- _Records supplied_:
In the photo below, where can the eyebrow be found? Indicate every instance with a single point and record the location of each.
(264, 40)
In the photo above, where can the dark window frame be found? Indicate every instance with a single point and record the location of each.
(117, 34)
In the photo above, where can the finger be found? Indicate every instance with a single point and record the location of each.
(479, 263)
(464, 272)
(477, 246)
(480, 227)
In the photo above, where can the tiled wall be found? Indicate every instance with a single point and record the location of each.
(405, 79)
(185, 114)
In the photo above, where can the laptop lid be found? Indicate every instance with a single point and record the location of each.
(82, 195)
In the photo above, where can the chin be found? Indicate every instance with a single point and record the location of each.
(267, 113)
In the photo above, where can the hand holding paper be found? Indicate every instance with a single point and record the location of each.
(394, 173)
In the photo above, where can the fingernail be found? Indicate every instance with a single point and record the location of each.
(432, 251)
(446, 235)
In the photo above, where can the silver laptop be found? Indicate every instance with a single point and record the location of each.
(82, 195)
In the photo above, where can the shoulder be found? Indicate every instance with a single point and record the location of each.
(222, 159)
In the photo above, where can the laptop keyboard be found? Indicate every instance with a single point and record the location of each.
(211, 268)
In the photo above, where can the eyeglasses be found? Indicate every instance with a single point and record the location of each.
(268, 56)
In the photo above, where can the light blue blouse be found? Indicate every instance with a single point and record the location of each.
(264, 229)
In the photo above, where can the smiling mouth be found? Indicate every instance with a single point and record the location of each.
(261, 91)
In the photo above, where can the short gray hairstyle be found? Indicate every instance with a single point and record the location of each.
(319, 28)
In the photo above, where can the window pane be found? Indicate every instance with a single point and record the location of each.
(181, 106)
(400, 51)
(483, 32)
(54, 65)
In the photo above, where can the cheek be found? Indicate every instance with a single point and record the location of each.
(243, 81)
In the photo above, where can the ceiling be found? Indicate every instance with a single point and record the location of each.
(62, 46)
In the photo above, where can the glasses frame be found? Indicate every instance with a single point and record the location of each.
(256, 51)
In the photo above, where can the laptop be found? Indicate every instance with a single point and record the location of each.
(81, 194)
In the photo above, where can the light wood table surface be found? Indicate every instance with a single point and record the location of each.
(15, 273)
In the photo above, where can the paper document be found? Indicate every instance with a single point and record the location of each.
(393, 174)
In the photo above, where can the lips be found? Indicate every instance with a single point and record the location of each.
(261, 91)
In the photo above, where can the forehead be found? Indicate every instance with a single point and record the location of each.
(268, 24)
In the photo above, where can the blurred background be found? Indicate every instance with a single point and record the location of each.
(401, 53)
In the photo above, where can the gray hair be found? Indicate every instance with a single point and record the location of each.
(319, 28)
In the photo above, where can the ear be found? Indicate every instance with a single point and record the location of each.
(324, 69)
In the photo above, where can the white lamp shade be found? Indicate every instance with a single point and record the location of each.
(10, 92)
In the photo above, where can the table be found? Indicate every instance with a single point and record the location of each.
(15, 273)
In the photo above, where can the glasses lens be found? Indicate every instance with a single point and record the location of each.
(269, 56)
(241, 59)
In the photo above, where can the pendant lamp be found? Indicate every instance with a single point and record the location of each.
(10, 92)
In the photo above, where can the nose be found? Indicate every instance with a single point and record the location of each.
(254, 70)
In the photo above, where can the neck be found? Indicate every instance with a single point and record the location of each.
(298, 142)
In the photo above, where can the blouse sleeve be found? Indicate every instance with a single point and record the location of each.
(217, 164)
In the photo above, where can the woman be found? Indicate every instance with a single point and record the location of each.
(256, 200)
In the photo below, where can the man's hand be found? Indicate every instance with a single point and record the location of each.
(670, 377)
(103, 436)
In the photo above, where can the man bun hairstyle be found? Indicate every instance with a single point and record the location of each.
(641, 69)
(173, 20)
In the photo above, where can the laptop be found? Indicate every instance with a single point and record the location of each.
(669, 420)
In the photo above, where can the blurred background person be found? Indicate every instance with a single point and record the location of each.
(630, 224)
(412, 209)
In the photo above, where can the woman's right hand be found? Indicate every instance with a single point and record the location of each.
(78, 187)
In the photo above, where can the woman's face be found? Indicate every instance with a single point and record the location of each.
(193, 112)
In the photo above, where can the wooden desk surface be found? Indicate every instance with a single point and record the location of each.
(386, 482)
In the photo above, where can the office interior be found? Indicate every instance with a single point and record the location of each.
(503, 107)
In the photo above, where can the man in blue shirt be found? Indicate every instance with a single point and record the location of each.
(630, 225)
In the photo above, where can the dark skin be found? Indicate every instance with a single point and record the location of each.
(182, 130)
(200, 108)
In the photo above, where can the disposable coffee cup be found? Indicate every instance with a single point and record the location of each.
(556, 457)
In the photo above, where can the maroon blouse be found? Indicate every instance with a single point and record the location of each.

- _Required action_:
Word for word, give back all the lines above.

- _Finished exercise_:
In the photo below, where can the eyebrow be found? Indicate every instance with a single point and record the location of each.
(264, 40)
In the photo above, where can the dark window frame be found? Indicate every instance with a single point and record the location of each.
(117, 34)
In the photo above, where can the finger be found? Indicate every instance with a single point and record the location of each.
(479, 263)
(464, 272)
(477, 246)
(480, 227)
In the photo above, where can the tiled wall be found? Indicate every instance with a single point and record the location of each.
(405, 79)
(185, 114)
In the photo above, where can the laptop lid be found? Indicate every instance with a single point and record the location of each.
(82, 195)
In the photo above, where can the chin be found? Indicate every instance with a single point and record the location of each.
(267, 113)
In the photo above, where can the hand holding paper be found? Indicate every instance with a single point and record the location of each.
(394, 173)
In the photo above, where can the fingernail be found? Indicate every instance with a single point and record the location of each.
(432, 251)
(446, 235)
In the photo above, where can the silver laptop be found? Indicate every instance with a single point and record the location of each.
(82, 195)
In the photo above, where can the shoulder be found? Indicate every instance with a single point and record the location of each.
(222, 159)
In the photo above, where can the laptop keyboard be found? Indicate every instance with a single point and record the location of each.
(211, 268)
In the photo above, where can the eyeglasses be found? Indicate every instance with a single point and record the location of each.
(268, 56)
In the photo above, where can the light blue blouse be found? Indicate every instance with a single point and record the location of each.
(264, 229)
In the photo above, where can the smiling mouth be found? Indicate every instance with a single point and record the location of each.
(261, 91)
In the photo above, where can the short gray hairstyle be found? Indicate every instance with a single point and record the location of each.
(319, 28)
In the photo above, where can the window pane be found? Indicate every instance with a single point and record the location of each.
(181, 106)
(400, 51)
(483, 32)
(54, 65)
In the photo above, where can the cheek be found? Indicate every instance with a single point and record the location of each.
(243, 81)
In the photo above, where can the ceiling be found? Indicate every instance with a single point and record the location of each.
(62, 46)
In the photo above, where can the glasses frame be found? Indicate every instance with a single point and record the location of each.
(256, 51)
In the photo above, where can the laptop be found? Indicate every instance with a single point and record the location of each.
(81, 194)
In the photo above, where can the light wood table surface be found? Indicate every instance with a single point and record the location of each.
(15, 273)
In the photo above, where can the paper document be found? Indicate every instance with a single point and record the location of each.
(393, 174)
In the photo above, where can the lips be found? Indicate every instance with a single point and record the location of each.
(261, 91)
In the photo above, where can the forehead be found? Indicate every instance with a single point and record the location of each.
(268, 24)
In the photo above, where can the blurred background be found? Indicate every instance with a single point and record the location of each.
(401, 53)
In the photo above, where can the gray hair be found? Indicate every instance with a single point and record the location of each.
(319, 28)
In the photo above, where can the ear be found? Indicate every instance with a single point and record the location of each.
(324, 69)
In the photo above, where can the white lamp shade be found? Indicate every instance with a single point and record the location of each.
(10, 92)
In the photo above, where can the table be found? Indicate every instance with a single point and record the location of each.
(15, 273)
In the photo above, where can the glasses lens be found? Indicate every instance with a single point and record the location of each.
(269, 56)
(241, 59)
In the photo above, where can the pendant lamp be found? Indicate every instance with a single point and record the location of each.
(10, 92)
In the photo above, where can the nose be found? Indicate every instance with a single point and record the location of each.
(254, 70)
In the photo above, where can the neck be found? Indicate every instance with a single point and record the location of each.
(298, 142)
In the photo above, where can the blouse sleeve be found? Indicate every instance with a single point and record the location of each.
(217, 164)
In the photo above, where can the woman be found? Indicate every instance with a single point and record the location of each.
(256, 200)
In the photo below, where can the man's hand be found? Indicate every instance with a single point and record the location of each.
(670, 377)
(103, 436)
In the photo above, where can the man bun hairstyle be found? Indicate every instance with a single point and record the location of each.
(641, 69)
(173, 20)
In the photo above, where can the laptop be found? Indicate every instance with a single point and record the location of each.
(669, 420)
In the photo above, where can the blurred background person be found? Indicate every instance with a single point and record the location of each.
(630, 224)
(412, 209)
In the photo above, where can the woman's right hand be found? Indicate every instance with a single point and record the location of each.
(78, 187)
In the photo above, where can the woman's face be found? Indicate every instance with a single point and record the location of each.
(193, 112)
In the photo above, where can the wooden desk surface be found? Indicate every instance with a single point and record the location of each.
(386, 482)
In the photo above, where can the office interior be found? Indicate every instance with a single point and record the location of each.
(503, 107)
In the photo above, where can the man in blue shirt be found? Indicate every instance with a single point and record the location of each.
(630, 225)
In the photo above, where can the dark skin be found? Indicate every instance with a single point and record the location of each.
(182, 130)
(200, 108)
In the photo above, where can the disposable coffee cup be found? Indicate every instance with a single point and record the location of each.
(556, 457)
In the photo above, where can the maroon blouse be found? Indicate every instance with a single point and record the location of each.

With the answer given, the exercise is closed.